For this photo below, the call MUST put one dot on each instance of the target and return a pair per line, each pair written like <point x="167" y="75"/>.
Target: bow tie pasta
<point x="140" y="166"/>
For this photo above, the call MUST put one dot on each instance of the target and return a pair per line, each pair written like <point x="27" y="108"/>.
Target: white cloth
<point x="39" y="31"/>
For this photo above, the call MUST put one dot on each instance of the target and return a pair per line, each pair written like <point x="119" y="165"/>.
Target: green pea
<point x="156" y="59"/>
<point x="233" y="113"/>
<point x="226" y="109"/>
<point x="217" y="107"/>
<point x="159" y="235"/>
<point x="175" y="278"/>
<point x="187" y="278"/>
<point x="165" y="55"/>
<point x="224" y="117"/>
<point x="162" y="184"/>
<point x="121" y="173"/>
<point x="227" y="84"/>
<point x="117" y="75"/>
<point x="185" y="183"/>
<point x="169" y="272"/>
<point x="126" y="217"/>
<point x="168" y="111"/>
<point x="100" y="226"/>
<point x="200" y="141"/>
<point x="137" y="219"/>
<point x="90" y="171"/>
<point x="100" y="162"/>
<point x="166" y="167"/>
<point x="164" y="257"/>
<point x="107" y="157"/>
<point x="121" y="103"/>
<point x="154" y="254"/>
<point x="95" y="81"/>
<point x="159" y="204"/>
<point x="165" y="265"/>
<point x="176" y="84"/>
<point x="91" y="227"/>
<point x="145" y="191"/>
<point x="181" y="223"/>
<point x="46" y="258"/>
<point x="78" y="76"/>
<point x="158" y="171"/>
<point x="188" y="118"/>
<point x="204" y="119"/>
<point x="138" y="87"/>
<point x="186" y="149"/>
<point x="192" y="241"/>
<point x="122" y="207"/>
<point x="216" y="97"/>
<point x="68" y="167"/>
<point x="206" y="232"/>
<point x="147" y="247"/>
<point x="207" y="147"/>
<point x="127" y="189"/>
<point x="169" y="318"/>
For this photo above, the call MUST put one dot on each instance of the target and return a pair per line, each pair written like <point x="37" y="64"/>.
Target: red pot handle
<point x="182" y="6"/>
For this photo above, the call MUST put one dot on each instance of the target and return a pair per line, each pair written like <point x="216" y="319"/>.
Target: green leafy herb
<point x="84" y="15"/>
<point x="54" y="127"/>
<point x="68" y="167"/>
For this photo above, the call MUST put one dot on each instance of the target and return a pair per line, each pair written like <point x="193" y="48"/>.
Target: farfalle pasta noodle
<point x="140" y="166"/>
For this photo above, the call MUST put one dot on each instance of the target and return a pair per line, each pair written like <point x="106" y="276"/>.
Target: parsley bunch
────────
# [TO DO]
Locate each line in the entries above that contains the word "pasta", and copy those lines out in full.

# [FINISHED TASK]
Target: bow tie pasta
Target: farfalle pasta noodle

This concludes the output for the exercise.